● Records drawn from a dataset
---*---

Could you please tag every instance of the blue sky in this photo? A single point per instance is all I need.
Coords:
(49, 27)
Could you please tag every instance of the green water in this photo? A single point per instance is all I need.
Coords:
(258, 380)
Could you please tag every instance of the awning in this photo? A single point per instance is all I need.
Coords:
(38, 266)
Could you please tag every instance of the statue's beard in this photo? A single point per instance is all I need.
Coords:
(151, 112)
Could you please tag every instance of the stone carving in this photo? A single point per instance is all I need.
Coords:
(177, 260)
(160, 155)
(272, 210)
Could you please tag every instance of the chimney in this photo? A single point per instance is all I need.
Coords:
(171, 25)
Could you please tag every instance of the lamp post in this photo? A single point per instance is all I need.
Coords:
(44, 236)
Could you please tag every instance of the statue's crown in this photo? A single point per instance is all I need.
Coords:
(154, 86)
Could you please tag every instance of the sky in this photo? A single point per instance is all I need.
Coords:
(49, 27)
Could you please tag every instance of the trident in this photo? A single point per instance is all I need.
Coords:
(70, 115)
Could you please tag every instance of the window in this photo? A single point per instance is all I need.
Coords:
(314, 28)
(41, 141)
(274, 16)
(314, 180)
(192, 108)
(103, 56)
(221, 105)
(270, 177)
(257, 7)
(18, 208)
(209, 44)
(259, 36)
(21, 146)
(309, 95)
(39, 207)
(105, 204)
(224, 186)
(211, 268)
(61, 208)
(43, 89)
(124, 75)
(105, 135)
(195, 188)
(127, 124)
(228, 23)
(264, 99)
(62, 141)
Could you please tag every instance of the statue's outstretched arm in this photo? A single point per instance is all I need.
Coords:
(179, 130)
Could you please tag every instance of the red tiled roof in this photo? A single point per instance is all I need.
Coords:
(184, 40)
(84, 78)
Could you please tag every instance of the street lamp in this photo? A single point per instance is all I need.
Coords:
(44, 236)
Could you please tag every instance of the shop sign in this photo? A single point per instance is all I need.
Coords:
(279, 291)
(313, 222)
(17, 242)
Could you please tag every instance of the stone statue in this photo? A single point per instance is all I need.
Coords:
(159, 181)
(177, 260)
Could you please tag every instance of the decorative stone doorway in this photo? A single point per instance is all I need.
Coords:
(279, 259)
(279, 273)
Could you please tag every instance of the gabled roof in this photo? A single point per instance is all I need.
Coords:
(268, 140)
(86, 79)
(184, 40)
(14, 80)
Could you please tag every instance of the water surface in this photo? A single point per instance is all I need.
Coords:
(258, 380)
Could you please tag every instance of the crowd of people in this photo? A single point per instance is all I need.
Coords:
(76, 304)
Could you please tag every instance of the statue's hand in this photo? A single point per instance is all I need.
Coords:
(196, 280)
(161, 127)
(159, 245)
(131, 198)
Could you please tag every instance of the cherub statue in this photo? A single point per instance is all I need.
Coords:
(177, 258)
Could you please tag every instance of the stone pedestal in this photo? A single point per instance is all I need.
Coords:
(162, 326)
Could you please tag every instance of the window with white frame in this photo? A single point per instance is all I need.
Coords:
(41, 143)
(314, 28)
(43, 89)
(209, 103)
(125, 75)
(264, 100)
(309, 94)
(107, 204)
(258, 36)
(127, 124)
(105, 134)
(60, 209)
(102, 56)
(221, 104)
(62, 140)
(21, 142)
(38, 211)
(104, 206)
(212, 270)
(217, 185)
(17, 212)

---*---

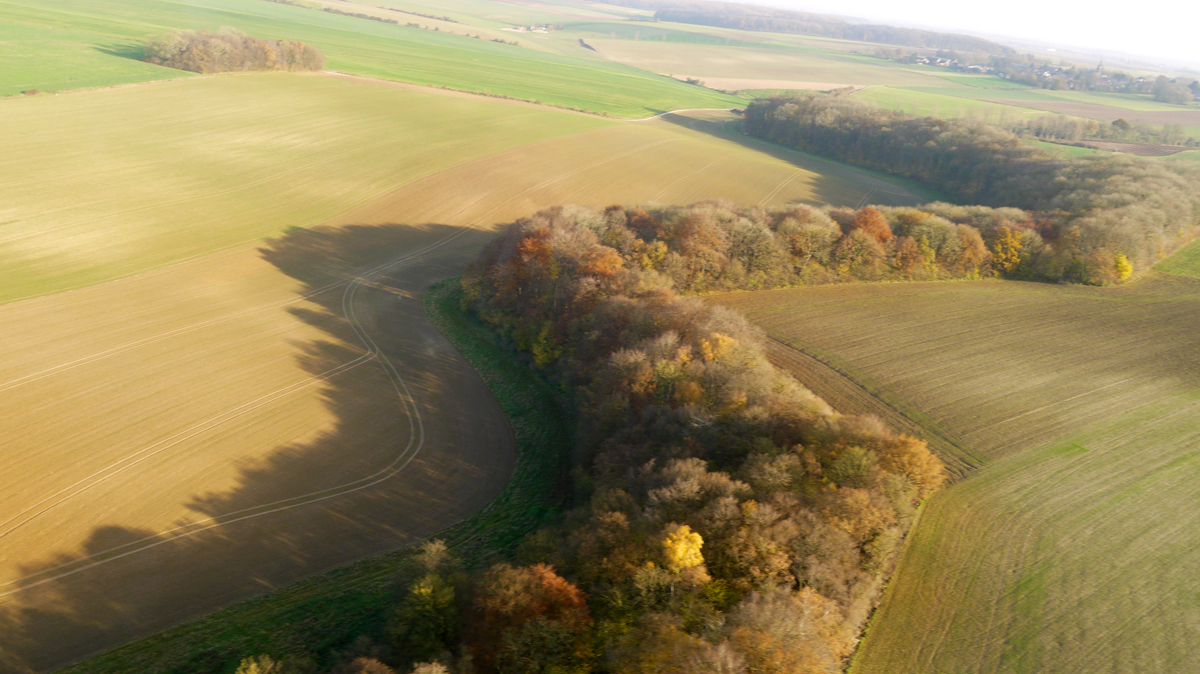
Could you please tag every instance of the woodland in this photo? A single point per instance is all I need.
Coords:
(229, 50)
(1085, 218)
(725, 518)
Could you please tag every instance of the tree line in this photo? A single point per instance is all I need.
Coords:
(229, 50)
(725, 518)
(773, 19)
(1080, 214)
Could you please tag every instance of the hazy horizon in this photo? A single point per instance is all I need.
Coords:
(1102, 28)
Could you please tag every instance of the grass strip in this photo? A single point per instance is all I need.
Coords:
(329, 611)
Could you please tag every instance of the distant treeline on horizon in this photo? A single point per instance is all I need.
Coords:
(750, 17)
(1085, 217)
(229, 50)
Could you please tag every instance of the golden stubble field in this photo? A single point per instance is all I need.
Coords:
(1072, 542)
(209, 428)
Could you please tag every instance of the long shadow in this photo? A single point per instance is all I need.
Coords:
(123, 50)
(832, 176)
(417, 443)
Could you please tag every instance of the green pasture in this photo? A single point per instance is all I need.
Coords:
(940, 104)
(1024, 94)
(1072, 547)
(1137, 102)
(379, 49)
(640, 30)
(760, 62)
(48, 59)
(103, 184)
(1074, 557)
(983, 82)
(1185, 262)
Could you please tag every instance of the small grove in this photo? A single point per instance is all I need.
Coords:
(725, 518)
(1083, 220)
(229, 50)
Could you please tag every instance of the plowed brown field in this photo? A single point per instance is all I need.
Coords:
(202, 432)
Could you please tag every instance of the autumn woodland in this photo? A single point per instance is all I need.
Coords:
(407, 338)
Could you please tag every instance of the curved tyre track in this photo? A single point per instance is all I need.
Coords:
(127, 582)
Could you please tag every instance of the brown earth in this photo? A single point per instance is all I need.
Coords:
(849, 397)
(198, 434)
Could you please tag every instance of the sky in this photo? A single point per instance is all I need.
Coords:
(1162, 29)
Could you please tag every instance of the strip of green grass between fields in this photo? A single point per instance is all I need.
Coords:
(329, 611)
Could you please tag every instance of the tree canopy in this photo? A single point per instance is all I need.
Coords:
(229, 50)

---*---

● WORK INSTRUCTIONS
Each line of the entries above that includes the string "grass" should be copied out.

● RESPONSE AREA
Could you please tag every instance of the grass strip in this photo? A single point per instance is all I need.
Could you please tag every instance of the strip of green grass between fields in this photo? A single point per instance is all I need.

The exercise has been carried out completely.